TAREFAS A REALIZAR
a. No excerto sobre a Google e a inteligência artificial generativa, em que mês e ano foi lançado o ChatGPT pela OpenAI?
b. Traduza para inglês a frase "Na tecnologia, a Nokia é o exemplo clássico.", retirada do excerto sobre a Google e a inteligência artificial generativa.
c. Prossiga o excerto sobre a Google e a inteligência artificial generativa a partir da última frase apresentada.

Pode uma empresa que se transformou em verbo ser destronada? A resposta é um óbvio "sim".

Não seria a primeira vez que uma empresa dominante era ultrapassada. Na tecnologia, a Nokia é o exemplo clássico.

Mas "pode" é a palavra-chave nas perguntas com que esta newsletter arranca. Como sabe qualquer jornalista que tenha tido de escrever títulos apressados (ou seja, como sabem todos os jornalistas), "pode" é uma palavra mágica que deixa todos os cenários em aberto. É apropriada para o momento.

A Google está numa fase delicada. Desde o lançamento do ChatGPT pela OpenAI, em Novembro de 2022, que se avoluma a percepção de que a empresa foi ultrapassada na corrida em curso pelas tecnologias de inteligência artificial generativa.

(Uma nota: vamos aqui usar "Google" para nomear o conjunto de serviços e produtos que, dentro da Alphabet, estão sob esta designação, o que inclui tudo aquilo que se pensa quando se pensa em "Google": a pesquisa, o Gmail, os mapas e outros serviços online, o YouTube e o sistema operativo Android).

Na altura do lançamento do ChatGPT, foi noticiado que os fundadores Larry Page e Sergey Brin acorreram aos escritórios da empresa, tal foi a dimensão da ameaça que a Google via na ferramenta. Percebe-se: uma tecnologia que é capaz de conversar com o utilizador e de assumir um papel de assistente pessoal (ou, até, de colega de estudo ou de trabalho) é uma ameaça ao funcionamento mais tradicional de um motor de busca. A Google anda há anos a tentar que o motor de busca responda de forma cada vez mais natural às perguntas e motivações dos utilizadores (alguém que faz uma busca por "pizza" não está à procura da etimologia da palavra, mas das pizzarias mais próximas) e eis que, de repente, surge uma ferramenta que é capaz de nos entender quase como um outro humano entenderia.

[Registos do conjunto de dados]

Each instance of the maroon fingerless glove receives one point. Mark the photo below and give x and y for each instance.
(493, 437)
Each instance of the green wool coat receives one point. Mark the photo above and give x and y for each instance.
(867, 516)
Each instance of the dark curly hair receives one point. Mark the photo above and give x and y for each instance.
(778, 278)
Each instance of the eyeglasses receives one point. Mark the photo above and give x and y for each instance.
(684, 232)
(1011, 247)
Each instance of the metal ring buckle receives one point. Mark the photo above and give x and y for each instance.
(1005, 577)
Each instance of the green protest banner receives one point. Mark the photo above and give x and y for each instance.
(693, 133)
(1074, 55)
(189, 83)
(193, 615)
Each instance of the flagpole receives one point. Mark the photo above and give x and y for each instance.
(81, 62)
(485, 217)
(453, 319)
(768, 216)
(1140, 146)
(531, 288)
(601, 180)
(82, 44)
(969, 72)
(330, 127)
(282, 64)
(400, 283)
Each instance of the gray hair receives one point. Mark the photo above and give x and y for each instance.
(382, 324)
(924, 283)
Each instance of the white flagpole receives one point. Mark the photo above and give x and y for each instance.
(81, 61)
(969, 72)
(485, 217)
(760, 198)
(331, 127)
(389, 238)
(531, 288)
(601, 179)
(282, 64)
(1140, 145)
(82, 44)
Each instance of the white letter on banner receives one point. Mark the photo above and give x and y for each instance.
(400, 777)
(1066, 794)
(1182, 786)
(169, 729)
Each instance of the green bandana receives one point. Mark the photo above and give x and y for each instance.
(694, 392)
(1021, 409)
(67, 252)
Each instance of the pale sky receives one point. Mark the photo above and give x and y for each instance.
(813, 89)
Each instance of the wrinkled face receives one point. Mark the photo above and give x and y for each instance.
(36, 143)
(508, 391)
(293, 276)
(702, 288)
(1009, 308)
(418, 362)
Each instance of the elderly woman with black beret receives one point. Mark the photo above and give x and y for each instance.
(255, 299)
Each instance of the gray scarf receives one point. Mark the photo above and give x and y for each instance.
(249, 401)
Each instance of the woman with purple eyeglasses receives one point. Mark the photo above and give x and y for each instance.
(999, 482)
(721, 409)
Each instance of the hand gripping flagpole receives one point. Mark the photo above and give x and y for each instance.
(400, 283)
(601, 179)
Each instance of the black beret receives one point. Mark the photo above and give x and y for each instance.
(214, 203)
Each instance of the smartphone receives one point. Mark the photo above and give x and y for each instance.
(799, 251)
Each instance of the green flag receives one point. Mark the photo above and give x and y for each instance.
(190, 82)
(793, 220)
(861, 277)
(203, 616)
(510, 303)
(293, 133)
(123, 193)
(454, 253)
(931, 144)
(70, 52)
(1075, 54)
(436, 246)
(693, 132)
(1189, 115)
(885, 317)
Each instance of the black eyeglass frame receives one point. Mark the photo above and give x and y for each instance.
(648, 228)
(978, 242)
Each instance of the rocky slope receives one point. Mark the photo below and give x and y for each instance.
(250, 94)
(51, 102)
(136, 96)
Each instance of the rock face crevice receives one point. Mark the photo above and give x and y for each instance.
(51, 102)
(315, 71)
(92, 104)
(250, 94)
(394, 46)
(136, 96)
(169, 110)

RESPOSTAS ÀS TAREFAS
a. Em Novembro de 2022.

b. In technology, Nokia is the classic example.

c.
A Microsoft soube aproveitar o entusiasmo e incluiu a tecnologia da OpenAI em muitos dos seus produtos, incluindo o Office e o pouco usado motor de busca Bing. A Google respondeu com um lançamento apressado do chatbot Bard. Mas rapidamente se percebeu que o Bard não estava pronto para chegar ao público – e acabou por mudar de nome para Gemini. Os últimos dias não correram bem. 

Na semana passada, imagens criadas pelo Gemini motivaram controvérsia nas redes sociais. Era um desfecho inevitável para uma ferramenta que, quando lhe foi pedida a imagem de um soldado alemão em 1943, gerou a imagem de um homem negro num uniforme nazi. Também se recusou a criar imagens de pessoas brancas, mesmo quando isso lhe foi especificamente pedido. A funcionalidade de criação de imagens acabou por ser suspensa

Compare-se este episódio com o anúncio recente do Sora, o sistema de geração de vídeos da OpenAI, e percebe-se que a Google tem problemas em mãos, incluindo o da percepção pública (o Sora, é verdade, ainda não está disponível e foram apenas mostrados alguns vídeos, provavelmente seleccionados entre os melhores que a ferramenta foi capaz de criar). 

Ainda o imbróglio das imagens do Gemini não arrefeceu e surge nesta segunda-feira a notícia: a Microsoft fez uma parceria com a Mistral, a startup de inteligência artificial francesa, que tem apenas dez meses e que é a mais promissora startup europeia no sector. Também há poucos dias foi noticiado que a OpenAI está a trabalhar numa ferramenta de pesquisa na Web para concorrer com a Google.

Estamos a caminhar para um mundo pós-motor de busca? Vamos deixar de "googlar"? Muito provavelmente. Mas nem isso acontece de repente, nem os acontecimentos recentes significam que a Google não fará parte deste novo mundo.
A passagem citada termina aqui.